An Arabidopsis inositol 5-phosphatase gain-of-function alters abscisic acid signaling

Abstract

Signals can be perceived and amplified at the cell membrane by receptors coupled to the production of a variety of second messengers, including inositol 1,4,5-trisphosphate (IP3). We previously have identified 15 putative inositol 5-phosphatases (5PTases) from Arabidopsis and shown that At5PTase1 can hydrolyze IP3. To determine whether At5PTase1 can terminate IP3-mediated signaling, we analyzed transgenic plants ectopically expressing At5PTase1. Stomata from leaves of At5PTase1 transgenic plants were abscisic acid (ABA) and light insensitive, and ABA induction of genes was delayed. Quantification of IP3 in plants exposed to ABA indicated that ABA induced two IP3 increases in wild-type plants. Both of these IP3 increases were reduced in At5PTase1 transgenic plants, indicating that IP3 may be necessary for stomatal closure and temporal control of ABA-induced gene expression. To determine if ABA could induce expression of At5PTase1, we examined RNA and protein levels of At5PTase1 in wild-type plants exposed to ABA. Our results indicate that At5PTase1 is up-regulated in response to ABA. This is consistent with At5PTase1 acting as a signal terminator of ABA signaling.

Figure 1.

Protein-blot analysis of transgenic lines expressing the At5PTase1 transgene. Equal amounts of crude protein extract from leaves of wild type (WT) or three independent lines of At5PTase1transgenic plants (1–3) were separated by SDS-PAGE, blotted onto nitrocellulose, and probed with a rabbit antibody specific for At5PTase1 protein as described in “Materials and Methods.” Arrows indicate molecular mass standards.

Figure 2.

At5PTase1 transgenic stomata are altered in their responses to ABA and light but not fusicoccin. Leaves from WT and three independent lines of At5PTase1 transgenic plants (1–3) were removed from the plant and incubated in the indicated solutions (see “Materials and Methods”). Epidermal fragments generated by blender treatment were imaged to determine the average stomatal apertures as described in “Materials and Methods.” A, Leaves were incubated in a perfusion solution for 2 h (white bars) and then exposed to 100 μm ABA for 2 h (black bars). B, Leaves were incubated in a perfusion solution for 2 h (white bars) and then exposed to 15 μm fusicoccin for 2 h (black bars). C, Leaves were incubated in 10 mm MES, 50 mm KCl, and 100 μm ABA (pH 7.0) for 2 h in the dark (black bars) and then exposed to light for 2 h (gray bars). Separate leaves were incubated in perfusion solution under constant light for 2 h (white bars). Error bars = se from three independent experiments.

Figure 3.

**Parts of the exercise**
(1) Please print the part of the At5PTase1 article starting at "Protein-blot analysis of" and ending at "molecular mass standards.".
(2) According to the At5PTase1 article, how many putative inositol 5-phosphatases had the authors previously identified from Arabidopsis?
(3) Condense the paragraph of the At5PTase1 article that begins "Signals can be perceived" into a short list of its main facts.

**Extracted data**
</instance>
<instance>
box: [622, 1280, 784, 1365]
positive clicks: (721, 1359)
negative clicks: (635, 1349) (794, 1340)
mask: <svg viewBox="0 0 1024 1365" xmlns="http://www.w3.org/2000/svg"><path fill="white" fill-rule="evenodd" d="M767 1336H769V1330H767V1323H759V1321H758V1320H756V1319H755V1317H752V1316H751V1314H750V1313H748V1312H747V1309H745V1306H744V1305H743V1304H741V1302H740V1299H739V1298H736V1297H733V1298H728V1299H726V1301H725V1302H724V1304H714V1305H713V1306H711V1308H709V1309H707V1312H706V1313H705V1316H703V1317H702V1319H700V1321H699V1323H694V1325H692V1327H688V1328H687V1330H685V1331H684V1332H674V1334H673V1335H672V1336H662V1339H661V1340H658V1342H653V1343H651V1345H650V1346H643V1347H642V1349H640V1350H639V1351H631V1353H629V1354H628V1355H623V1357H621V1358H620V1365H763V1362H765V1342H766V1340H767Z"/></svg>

* * *

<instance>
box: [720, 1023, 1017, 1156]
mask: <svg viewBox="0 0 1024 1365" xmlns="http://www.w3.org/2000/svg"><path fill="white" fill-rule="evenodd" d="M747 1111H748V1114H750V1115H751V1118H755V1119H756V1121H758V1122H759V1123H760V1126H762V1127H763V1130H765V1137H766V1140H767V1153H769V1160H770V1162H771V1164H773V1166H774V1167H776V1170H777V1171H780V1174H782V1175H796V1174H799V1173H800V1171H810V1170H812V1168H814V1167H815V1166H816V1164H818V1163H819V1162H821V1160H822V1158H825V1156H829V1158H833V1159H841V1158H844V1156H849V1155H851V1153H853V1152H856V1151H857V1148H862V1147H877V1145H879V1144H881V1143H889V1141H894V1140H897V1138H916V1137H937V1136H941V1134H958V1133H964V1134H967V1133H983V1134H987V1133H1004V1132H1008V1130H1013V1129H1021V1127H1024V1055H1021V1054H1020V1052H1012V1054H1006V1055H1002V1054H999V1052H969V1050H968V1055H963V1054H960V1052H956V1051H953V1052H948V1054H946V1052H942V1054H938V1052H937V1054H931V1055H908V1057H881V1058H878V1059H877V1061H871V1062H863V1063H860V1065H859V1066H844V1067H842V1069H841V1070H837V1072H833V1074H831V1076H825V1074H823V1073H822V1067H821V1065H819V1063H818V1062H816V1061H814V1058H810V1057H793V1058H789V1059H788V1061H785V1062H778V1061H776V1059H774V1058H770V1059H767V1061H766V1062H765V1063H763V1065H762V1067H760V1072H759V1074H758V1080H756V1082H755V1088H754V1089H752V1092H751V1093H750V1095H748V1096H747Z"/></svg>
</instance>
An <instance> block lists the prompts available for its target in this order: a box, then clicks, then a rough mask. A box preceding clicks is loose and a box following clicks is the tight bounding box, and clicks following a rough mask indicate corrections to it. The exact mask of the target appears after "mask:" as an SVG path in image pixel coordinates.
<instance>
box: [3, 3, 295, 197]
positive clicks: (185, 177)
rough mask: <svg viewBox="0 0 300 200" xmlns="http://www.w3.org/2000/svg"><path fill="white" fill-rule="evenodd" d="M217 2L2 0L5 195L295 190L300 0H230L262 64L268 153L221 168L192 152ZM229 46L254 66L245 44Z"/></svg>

**Responses in order**
(1)
Protein-blot analysis of transgenic lines expressing the At5PTase1 transgene. Equal amounts of crude protein extract from leaves of wild type (WT) or three independent lines of At5PTase1transgenic plants (1–3) were separated by SDS-PAGE, blotted onto nitrocellulose, and probed with a rabbit antibody specific for At5PTase1 protein as described in “Materials and Methods.” Arrows indicate molecular mass standards.

(2) 15

(3)
- Cell-membrane receptors can perceive and amplify signals through second messengers, including inositol 1,4,5-trisphosphate (IP3).
- The authors earlier identified 15 putative inositol 5-phosphatases (5PTases) in Arabidopsis and showed that At5PTase1 can hydrolyze IP3.
- Stomata of transgenic plants ectopically expressing At5PTase1 were insensitive to ABA and light.
- In these plants, ABA induction of genes was delayed.
- ABA induced two IP3 increases in wild-type plants, and both were reduced in the transgenic plants.
- This suggests IP3 may be needed for stomatal closure and for timing ABA-induced gene expression.
- At5PTase1 RNA and protein are up-regulated in response to ABA in wild-type plants.
- This is consistent with At5PTase1 acting as a terminator of ABA signaling.